» ÉNONCÉ
Dans l'extrait sur le Déluge mésopotamien, quelles expressions formées de « niveau » ou « niveaux » suivi du mot qui vient juste après apparaissent, dans leur ordre d'apparition ?

Archive pour la catégorie 'GEOGRAPHIE BIBLIQUE'

TRACES GÉOLOGIQUES – DU DÉLUGE

25 février, 2016

http://bible.archeologie.free.fr/delugegeologie.html

TRACES GÉOLOGIQUES – DU DÉLUGE

Le Déluge mésopotamien     

En fouillant en 1929 les ruines de l’ancienne cité d’Ur en Mésopotamie, l’archéologue britannique Sir Leonard Woolley fit une découverte sensationnelle. Creusant une tranchée profonde pour reconnaître les plus anciens niveaux d’occupation, il trouva au fond du puits de sondage une couche d’argile stérile. La transition dans la nature du sous-sol était nette, le niveau d’occupation archéologique étant soudain remplacé par de l’argile pure exempte de toute trace de vie humaine. Cela signifiait à première vue que l’on avait atteint le sol vierge. Mais Woolley décida de faire continuer à creuser, et son ouvrier plutôt sceptique s’exécuta non sans une certaine mauvaise humeur. Ayant dégagé de l’argile pure sur plus de trois mètres de profondeur supplémentaires, il vit à sa grande surprise l’argile s’interrompre brusquement pour laisser apparaître un deuxième niveau archéologique contenant d’autres traces d’occupation humaine. Cette couche inférieure correspondait aux vestiges d’une seconde cité plus ancienne, les tessons de céramique présents dans cette strate montrant que les poteries avaient été façonnées à la main, alors que celles de la ville située au niveau supérieur avaient été confectionnées avec la technique du tour de potier [1].

Éléments de données:
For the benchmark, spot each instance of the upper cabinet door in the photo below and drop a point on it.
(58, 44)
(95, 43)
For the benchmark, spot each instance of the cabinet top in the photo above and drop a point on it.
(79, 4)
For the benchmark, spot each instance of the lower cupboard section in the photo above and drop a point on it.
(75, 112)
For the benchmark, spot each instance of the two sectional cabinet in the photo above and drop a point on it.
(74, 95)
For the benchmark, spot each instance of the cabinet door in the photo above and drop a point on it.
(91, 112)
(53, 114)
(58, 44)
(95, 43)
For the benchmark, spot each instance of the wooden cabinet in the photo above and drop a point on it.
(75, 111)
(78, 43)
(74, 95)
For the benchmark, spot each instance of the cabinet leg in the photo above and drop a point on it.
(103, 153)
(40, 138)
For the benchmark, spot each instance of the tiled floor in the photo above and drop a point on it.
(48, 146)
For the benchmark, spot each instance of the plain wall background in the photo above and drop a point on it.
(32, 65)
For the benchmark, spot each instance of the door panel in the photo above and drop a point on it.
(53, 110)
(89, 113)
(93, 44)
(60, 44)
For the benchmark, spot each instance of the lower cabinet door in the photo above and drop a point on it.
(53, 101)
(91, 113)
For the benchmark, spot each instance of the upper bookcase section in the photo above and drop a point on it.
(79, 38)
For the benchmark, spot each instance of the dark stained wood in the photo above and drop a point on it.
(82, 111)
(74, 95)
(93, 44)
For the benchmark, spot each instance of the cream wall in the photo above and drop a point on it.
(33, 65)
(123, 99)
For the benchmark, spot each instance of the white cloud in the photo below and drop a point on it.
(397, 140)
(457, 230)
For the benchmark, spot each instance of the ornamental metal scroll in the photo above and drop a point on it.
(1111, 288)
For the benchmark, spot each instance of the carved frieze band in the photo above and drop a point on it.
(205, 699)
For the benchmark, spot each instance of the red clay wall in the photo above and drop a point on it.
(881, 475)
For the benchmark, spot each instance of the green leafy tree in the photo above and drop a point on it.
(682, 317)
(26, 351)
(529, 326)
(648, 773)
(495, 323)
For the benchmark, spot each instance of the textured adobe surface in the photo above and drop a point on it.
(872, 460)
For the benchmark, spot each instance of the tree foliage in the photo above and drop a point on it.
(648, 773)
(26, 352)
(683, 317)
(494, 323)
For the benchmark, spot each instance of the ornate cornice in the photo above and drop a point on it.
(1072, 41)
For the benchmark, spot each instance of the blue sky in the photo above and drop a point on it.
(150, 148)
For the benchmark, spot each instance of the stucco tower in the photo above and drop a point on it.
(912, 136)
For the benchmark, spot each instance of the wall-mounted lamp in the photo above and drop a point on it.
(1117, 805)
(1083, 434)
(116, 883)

» RÉPONSE
niveaux d'occupation ; niveau d'occupation ; niveau archéologique ; niveau supérieur